Coordinate annotation records
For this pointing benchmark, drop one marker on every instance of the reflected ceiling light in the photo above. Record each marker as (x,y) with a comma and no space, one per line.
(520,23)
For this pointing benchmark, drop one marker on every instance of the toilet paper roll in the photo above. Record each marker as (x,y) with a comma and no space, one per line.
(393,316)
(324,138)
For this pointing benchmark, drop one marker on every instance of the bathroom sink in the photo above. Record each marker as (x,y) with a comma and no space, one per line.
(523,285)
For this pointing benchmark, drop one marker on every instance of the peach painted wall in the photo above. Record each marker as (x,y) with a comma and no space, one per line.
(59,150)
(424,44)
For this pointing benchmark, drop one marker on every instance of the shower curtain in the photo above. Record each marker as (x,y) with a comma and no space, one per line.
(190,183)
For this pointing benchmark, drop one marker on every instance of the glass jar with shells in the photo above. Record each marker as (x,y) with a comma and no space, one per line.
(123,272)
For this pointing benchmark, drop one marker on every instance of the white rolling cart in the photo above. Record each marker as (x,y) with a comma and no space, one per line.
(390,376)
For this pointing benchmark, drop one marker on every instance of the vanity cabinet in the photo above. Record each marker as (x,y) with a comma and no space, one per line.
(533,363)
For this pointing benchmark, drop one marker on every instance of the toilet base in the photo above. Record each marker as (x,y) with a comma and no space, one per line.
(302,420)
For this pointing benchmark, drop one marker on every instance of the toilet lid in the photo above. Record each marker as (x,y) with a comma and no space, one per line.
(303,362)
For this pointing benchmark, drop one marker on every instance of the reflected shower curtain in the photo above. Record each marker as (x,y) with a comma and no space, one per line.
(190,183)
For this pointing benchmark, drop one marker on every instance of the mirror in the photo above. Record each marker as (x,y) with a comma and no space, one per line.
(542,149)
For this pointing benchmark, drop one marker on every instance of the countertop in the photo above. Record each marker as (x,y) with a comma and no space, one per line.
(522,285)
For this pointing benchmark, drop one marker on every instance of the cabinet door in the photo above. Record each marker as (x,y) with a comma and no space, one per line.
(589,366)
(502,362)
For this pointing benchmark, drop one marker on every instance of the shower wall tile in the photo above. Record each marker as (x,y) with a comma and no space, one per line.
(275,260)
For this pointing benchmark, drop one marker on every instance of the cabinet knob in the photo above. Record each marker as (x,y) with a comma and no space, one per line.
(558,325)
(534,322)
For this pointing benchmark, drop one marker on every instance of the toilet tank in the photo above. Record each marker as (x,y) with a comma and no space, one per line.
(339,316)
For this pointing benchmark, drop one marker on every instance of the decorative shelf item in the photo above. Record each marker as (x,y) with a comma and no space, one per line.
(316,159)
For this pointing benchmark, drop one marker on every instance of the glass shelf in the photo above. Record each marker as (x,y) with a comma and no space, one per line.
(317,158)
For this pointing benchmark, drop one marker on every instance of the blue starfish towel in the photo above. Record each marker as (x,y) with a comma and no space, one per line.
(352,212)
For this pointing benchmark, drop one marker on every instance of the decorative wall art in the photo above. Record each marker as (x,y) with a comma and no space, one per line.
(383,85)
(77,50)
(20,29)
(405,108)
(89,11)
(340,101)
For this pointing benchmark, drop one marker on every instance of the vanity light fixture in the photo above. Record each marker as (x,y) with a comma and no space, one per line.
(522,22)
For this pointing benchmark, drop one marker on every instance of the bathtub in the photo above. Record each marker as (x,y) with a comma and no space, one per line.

__WHAT THE TASK ASKS__:
Put the listing lines into a numbered list, starting at the line that contains "the toilet tank" and running through the end of the listing, both ends included. Leave out any blank lines.

__EXPECTED ANSWER__:
1. For this pointing benchmark, drop one marker on every instance of the toilet tank in the photo above. Record each marker as (x,y) with a comma and no space, one per line.
2. (339,316)
3. For this pointing benchmark, drop one marker on every instance of the decorative shelf item in the photo above. Record each marker as (x,y) with a comma and no space, one per line.
4. (316,159)
5. For this pointing benchmark, drop one marker on every instance of the glass shelf in the photo above. Record each marker as (x,y) with a comma and no space, one per line.
6. (317,158)
7. For this pointing benchmark, drop one marker on every instance of the blue starfish towel in the photo above. Record each marker as (x,y) with a comma and no space, one per line.
8. (352,212)
9. For this pointing benchmark, drop one marker on every instance of the decorative wall art in the photo above. Record each marker as (x,y) with a comma and no space, one per line.
10. (383,85)
11. (77,50)
12. (20,29)
13. (405,108)
14. (89,11)
15. (340,101)
16. For this pointing benchmark, drop one marker on every instance of the vanity light fixture in the photo above. Record each marker as (x,y) with a comma and no space, one per line.
17. (522,22)
18. For this pointing benchmark, drop one marker on every instance of the bathtub in the photo above. Record each marker as (x,y) with a comma and no space, one per line.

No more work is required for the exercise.